## EXERCISE REQUIREMENTS:
In the records, find every line with the word "window" and copy it out.

[[ DATA RECORDS open ]]

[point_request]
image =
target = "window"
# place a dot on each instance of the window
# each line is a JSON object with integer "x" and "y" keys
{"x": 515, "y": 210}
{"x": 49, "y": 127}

[[ DATA RECORDS closed ]]

## OUTPUT OF THE EXERCISE:
target = "window"
# place a dot on each instance of the window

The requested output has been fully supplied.